ARBEITSAUFTRAG 1: Stimmen die folgenden Aussagen mit der Rezension überein? Beantworte jede mit Ja oder Nein und zitiere dazu wörtlich die entscheidenden Worte der Rezension: (a) Das Buch ist in neun Kapitel gegliedert. (b) Am Ende konnte allen Patienten geholfen werden. (c) Der Rezension zufolge führen Titel und Untertitel in die Irre.
ARBEITSAUFTRAG 2: Gib die Stelle der Rezension von "Bernhard Albrecht hat" bis "Aber von vorne." wortgetreu wieder.
== AUSGEWÄHLTER AUSZUG ==
Rezension

Ärzte, die Mut machen

Patient meines Lebens - Bernhard Albrecht

Patient meines Lebens
von Bernhard Albrecht

Bewertet mit 3.5 Sternen

Bernhard Albrecht hat für Geo Reportagen geschrieben, die den Serientitel "Patient meines Lebens" trugen, den man auch als Titel des Buches genutzt hat. Um genauer zu beschreiben, worum es in dem Buch geht, wurde der Untertitel "Von Ärzten, die alles wagen" hinzugesetzt. Für mich eigentlich bereits das negativste, was ich über das Buch sagen kann. Ich finde nämlich, dass Titel und Untertitel in die Irre führen: Das Buch handelt von Ärzten und Patienten, ja, aber es ist glücklicherweise weniger reißerisch und dafür viel menschlicher als der Titel mir suggeriert hat. Aber von vorne.

In neun Kapiteln berichtet Albrecht von Patienten und ihren Ärzten, die Extremsituationen erleiden mussten. Und obwohl die Ärzte bisher geltende Grenzen nicht immer beachtet haben, konnte nicht allen schließlich geholfen werden, so viel sei verraten. Die Berichte haben immer einen Patienten im Mittelpunkt. Um dessen Geschichte herum berichtet Albrecht davon, wie die Medizin in der Regel mit solchen "Fällen" umgeht und was in diesem konkreten Fall anders passiert ist, sei es geplant, sei es spontan abgelaufen. Es geht um HIV, um Frühgeborene, um Suizid, um körperliche Entstellungen, um lebensbedrohliche Erkrankungen, um Unfälle. Es geht Albrecht dabei immer um die Menschen, nicht bloß um die Medizin.
===
== BEREITGESTELLTES MATERIAL ==
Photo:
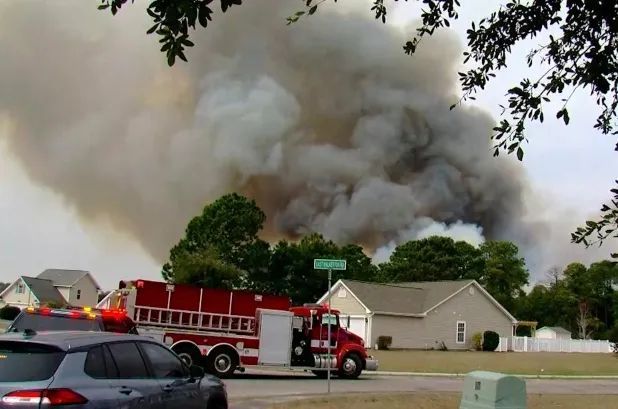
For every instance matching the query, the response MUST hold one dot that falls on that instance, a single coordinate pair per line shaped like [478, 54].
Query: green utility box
[491, 390]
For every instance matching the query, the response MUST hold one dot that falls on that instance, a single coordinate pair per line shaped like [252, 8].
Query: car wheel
[222, 362]
[351, 367]
[189, 354]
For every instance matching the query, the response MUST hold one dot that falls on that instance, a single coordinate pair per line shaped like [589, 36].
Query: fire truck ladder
[193, 320]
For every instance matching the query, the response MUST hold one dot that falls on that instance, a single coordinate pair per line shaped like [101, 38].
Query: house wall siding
[440, 324]
[64, 291]
[347, 305]
[89, 294]
[11, 297]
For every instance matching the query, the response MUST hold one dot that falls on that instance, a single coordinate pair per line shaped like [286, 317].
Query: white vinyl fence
[526, 344]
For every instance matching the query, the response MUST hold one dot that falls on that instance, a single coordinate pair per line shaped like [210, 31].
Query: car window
[164, 363]
[110, 365]
[28, 362]
[95, 363]
[124, 326]
[128, 360]
[53, 323]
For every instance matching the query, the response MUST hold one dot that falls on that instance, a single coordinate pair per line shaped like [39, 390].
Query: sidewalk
[456, 375]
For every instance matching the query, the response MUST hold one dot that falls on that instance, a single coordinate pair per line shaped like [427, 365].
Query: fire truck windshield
[334, 321]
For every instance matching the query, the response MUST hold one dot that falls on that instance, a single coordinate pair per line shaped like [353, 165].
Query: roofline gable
[400, 314]
[341, 283]
[485, 293]
[449, 297]
[29, 289]
[9, 287]
[96, 285]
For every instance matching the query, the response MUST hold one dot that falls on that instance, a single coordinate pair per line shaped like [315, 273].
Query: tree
[227, 228]
[554, 274]
[505, 272]
[579, 56]
[205, 268]
[431, 259]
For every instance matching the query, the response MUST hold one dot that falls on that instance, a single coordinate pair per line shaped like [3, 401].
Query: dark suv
[100, 370]
[72, 319]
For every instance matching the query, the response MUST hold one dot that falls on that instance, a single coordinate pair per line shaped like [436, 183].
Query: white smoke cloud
===
ANTWORT 1:
(a) Ja: „In neun Kapiteln berichtet Albrecht von Patienten und ihren Ärzten“
(b) Nein: „konnte nicht allen schließlich geholfen werden“
(c) Ja: „Ich finde nämlich, dass Titel und Untertitel in die Irre führen“

ANTWORT 2:
Bernhard Albrecht hat für Geo Reportagen geschrieben, die den Serientitel "Patient meines Lebens" trugen, den man auch als Titel des Buches genutzt hat. Um genauer zu beschreiben, worum es in dem Buch geht, wurde der Untertitel "Von Ärzten, die alles wagen" hinzugesetzt. Für mich eigentlich bereits das negativste, was ich über das Buch sagen kann. Ich finde nämlich, dass Titel und Untertitel in die Irre führen: Das Buch handelt von Ärzten und Patienten, ja, aber es ist glücklicherweise weniger reißerisch und dafür viel menschlicher als der Titel mir suggeriert hat. Aber von vorne.